*Письменное задание*: Сократите абзац из отрывка ниже, который начинается словами «Императрица Екатерина II первая заметила». Главные факты должны остаться.

*Фрагмент документа*:
Дух человеческий естественно должен был позаботиться об оценке всего своего прошедшего, и усиленная ученая деятельность его, увлекшая испытующий ум далеко за пределы времени и пространства, положила для всех познаний гораздо обширнейшие и прочные основания.
* * *Изложив наше мнение о литературе вообще, скажем несколько слов о характере русской литературы и о значении в ней Карамзина.
До Карамзина в России не было литературы в том смысле, как ее понимают в новейшее время. До Петра Великого мы встречаем хронографы, летописи, духовные поучения и несколько книг духовного содержания. В них заключалась вся наша древняя грамотность, но все эти памятники не могут назваться представителями русской литературы. Кто отважится сказать, что в них выразилось наше общество, что в них выразился русский народ, со всеми его мнениями, верованиями, страстями и оттенками? Из летописей можно узнать только степень грамотности древнего нашего духовенства, которую так хорошо обрисовал Пушкин в «Борисе Годунове»; в духовных поучениях тоже выразилось наше духовенство и влияние его на народ; но из этих памятников нельзя узнать ни частной, ни общественной жизни русского народа. Со времен Петра Великого у нас начала водворяться наука; но могла ли она, построенная схоластически, проникнуть в живое общество, когда излагалась языком варварским, когда наша ученость, ограниченная тесным кружком переводчиков и нескольких учителей, жила только в своей сфере? Нам недоставало живого проводника истин науки в жизнь общественную – недоставало литературы.
Наплыв образованных иностранцев, вступавших в русскую службу, и распространение наших связей с Европой, имели следствием введение у нас французского языка, который вскоре сделался языком высшего общества, как французский покрой платья и светская утонченность маркизов сделались необходимым условием каждого благовоспитанного русского дворянина. Потому, чтобы иметь доступ к высшему кругу, нужно было прежде всего научиться по-французски.
В таком положении находилось дело литературы до императрицы Екатерины II.
Явившиеся в это время некоторые таланты не могли действовать самостоятельно, не имея твердой опоры. В какие формы они могли облачить истины науки и мораль, чтобы действовать на общество? Высший круг не нуждался в них; он имел все иностранное и пользовался им. Первые наши таланты были приведены к некоторым литературным предприятиям, рабским подражаниям французскому, совершенно инстинктивно, а не вследствие глубокого сознания необходимости.
Высший круг читал французские книги, средний нуждался в переводе того, что читал высший, но выбор наших переводчиков был большею частью не совсем удачен. Теперь спрашиваем, могли ли действовать на наш средний класс такие случайные и произвольные явления?
Императрица Екатерина II первая заметила, что в России нет ни общества, ни литературы в собственном смысле. Екатерина видела, что окружающие ее образуют круг, находящийся под влиянием французской литературы, что между высшим кругом и средним классом стояла непроницаемая стена, не допускавшая никакого обмена идей; высшее общество говорило французским языком, средний класс говорил языком народным, русским. Екатерине предстояло образовать русское общество и положить начало литературе. Чтобы достигнуть этой цели, она обратилась к народности, стала заботиться о распространении всеобщего просвещения и поощрять дарования. Но все эти меры не вдруг могли произвести желаемый успех.

*Исходные данные*:

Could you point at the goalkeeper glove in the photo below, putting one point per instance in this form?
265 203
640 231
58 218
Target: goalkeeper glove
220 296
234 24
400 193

...

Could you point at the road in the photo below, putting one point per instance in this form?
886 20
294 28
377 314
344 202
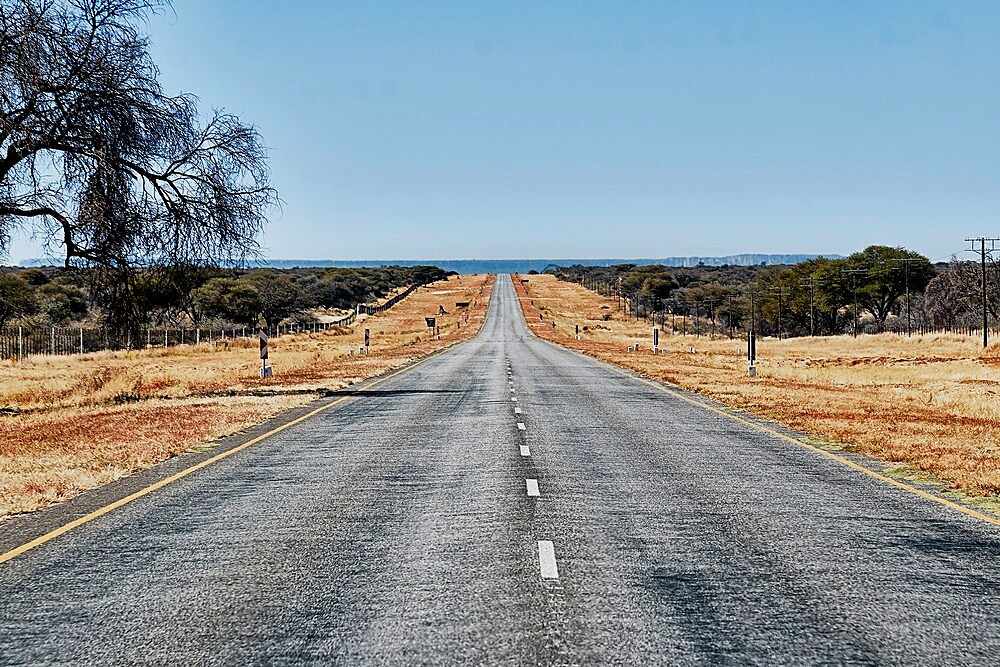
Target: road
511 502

==

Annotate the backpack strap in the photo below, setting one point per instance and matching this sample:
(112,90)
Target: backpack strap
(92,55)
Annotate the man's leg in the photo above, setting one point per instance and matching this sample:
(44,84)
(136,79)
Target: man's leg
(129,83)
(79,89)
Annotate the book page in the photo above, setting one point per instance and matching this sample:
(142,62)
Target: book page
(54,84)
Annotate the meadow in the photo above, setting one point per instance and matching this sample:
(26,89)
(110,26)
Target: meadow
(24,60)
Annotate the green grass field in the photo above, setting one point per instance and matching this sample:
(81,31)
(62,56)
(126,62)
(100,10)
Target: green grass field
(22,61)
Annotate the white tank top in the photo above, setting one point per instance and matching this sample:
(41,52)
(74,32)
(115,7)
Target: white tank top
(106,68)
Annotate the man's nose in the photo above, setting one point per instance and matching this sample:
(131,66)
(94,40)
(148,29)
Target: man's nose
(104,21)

*Итоговый результат*: Екатерина II первой увидела, что в России нет ни общества, ни литературы в собственном смысле. Ее окружение находилось под влиянием французской литературы. Высший круг говорил по-французски, средний класс говорил по-русски, и между ними стояла непроницаемая стена, не допускавшая обмена идей. Чтобы образовать русское общество и положить начало литературе, императрица обратилась к народности, стала заботиться о распространении всеобщего просвещения и поощрять дарования. Однако эти меры не могли сразу принести желаемый успех.